**Task objective:** Reproduce every line of the material below word for word, leaving out the pictures.

**Point placement records:**
==================================================
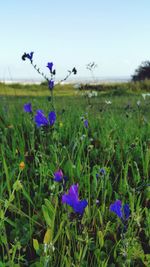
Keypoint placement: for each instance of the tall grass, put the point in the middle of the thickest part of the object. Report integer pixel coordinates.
(36, 229)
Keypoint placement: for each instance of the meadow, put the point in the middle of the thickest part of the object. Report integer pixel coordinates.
(99, 145)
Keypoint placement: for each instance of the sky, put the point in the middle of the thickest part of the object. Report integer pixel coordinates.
(112, 33)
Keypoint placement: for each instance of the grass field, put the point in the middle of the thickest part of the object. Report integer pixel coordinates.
(109, 160)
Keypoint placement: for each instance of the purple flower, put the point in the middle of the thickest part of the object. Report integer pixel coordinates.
(40, 119)
(50, 66)
(50, 84)
(102, 171)
(30, 56)
(123, 212)
(28, 107)
(72, 199)
(74, 71)
(52, 117)
(86, 124)
(58, 176)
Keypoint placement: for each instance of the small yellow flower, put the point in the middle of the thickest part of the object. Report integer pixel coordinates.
==================================================
**Output of the task:**
Keypoint placement: for each instance of the tall grass, put the point in the middle of the thickest part of the object. Report integer pixel coordinates.
(36, 229)
Keypoint placement: for each instance of the meadow, put the point in the middle of the thickest part of the object. Report integer pixel coordinates.
(99, 145)
Keypoint placement: for each instance of the sky, put the point in the middle of the thickest part of the object. Report integer pixel coordinates.
(112, 33)
Keypoint placement: for each instance of the grass field, put the point in the middle of the thickest part of the object. Report integer pixel coordinates.
(109, 160)
Keypoint placement: for each instance of the purple flower, put the point in the middle of the thickest part of the object. Report integer pixel coordinates.
(40, 119)
(50, 66)
(50, 84)
(102, 171)
(30, 56)
(123, 212)
(28, 107)
(72, 199)
(74, 71)
(52, 117)
(86, 124)
(58, 176)
Keypoint placement: for each instance of the small yellow flower, put the point in the middle of the thickest part of the object. Report integer pixel coordinates.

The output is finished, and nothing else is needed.